| WRITTEN REQUEST |
Count the lines below that contain the string "rack", treating uppercase and lowercase as different, and reply with that number alone.

| SOURCE MATERIAL |
--

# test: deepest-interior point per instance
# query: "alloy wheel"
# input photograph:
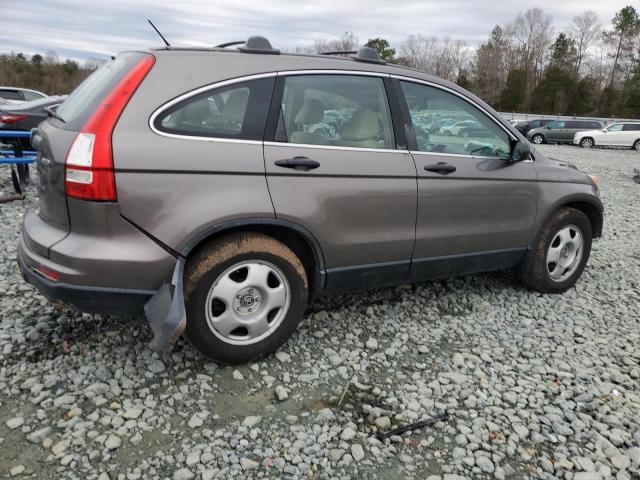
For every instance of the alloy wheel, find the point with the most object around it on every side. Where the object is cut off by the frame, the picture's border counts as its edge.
(247, 302)
(564, 253)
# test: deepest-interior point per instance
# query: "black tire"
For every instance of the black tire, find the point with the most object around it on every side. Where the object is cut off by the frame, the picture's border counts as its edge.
(587, 142)
(209, 263)
(533, 271)
(537, 139)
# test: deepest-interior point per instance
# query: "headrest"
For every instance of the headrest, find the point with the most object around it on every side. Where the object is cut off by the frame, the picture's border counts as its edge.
(311, 112)
(236, 106)
(363, 125)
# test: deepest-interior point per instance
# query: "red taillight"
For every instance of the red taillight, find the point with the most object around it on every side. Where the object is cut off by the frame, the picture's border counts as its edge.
(89, 166)
(12, 117)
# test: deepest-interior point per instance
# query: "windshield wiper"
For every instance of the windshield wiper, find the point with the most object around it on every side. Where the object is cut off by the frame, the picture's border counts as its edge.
(52, 113)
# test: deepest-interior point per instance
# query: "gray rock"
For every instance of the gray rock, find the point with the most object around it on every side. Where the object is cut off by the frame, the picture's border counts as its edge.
(357, 452)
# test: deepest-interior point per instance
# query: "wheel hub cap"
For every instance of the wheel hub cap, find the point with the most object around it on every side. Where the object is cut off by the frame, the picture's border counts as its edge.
(247, 302)
(564, 253)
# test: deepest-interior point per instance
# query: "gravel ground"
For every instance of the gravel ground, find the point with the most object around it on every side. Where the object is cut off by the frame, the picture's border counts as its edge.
(537, 386)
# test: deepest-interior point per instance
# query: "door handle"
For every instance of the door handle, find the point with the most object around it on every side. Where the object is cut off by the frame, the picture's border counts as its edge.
(440, 167)
(302, 164)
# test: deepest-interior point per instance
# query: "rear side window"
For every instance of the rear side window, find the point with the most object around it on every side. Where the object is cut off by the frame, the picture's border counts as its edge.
(476, 135)
(11, 95)
(237, 111)
(83, 101)
(337, 110)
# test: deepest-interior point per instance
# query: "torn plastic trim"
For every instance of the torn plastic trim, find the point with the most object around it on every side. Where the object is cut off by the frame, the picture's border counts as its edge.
(165, 311)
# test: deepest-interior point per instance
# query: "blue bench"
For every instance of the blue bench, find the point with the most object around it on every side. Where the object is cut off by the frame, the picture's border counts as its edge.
(17, 158)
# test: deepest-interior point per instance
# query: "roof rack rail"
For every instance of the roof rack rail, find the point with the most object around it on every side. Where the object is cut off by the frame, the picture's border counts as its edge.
(340, 52)
(368, 55)
(363, 54)
(255, 44)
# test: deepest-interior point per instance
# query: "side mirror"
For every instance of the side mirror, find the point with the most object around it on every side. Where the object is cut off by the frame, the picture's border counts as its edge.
(520, 152)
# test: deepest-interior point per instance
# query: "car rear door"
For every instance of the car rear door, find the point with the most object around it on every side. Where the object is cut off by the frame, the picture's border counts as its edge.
(476, 208)
(353, 189)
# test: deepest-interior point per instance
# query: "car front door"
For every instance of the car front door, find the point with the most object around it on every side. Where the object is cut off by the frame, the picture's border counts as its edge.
(352, 187)
(476, 208)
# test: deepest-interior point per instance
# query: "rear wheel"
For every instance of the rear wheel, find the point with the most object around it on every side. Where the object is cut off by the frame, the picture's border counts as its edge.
(537, 139)
(245, 295)
(586, 142)
(560, 253)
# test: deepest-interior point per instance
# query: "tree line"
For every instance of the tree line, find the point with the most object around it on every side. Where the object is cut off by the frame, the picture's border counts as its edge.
(586, 69)
(46, 73)
(525, 65)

--

| THE ANSWER |
2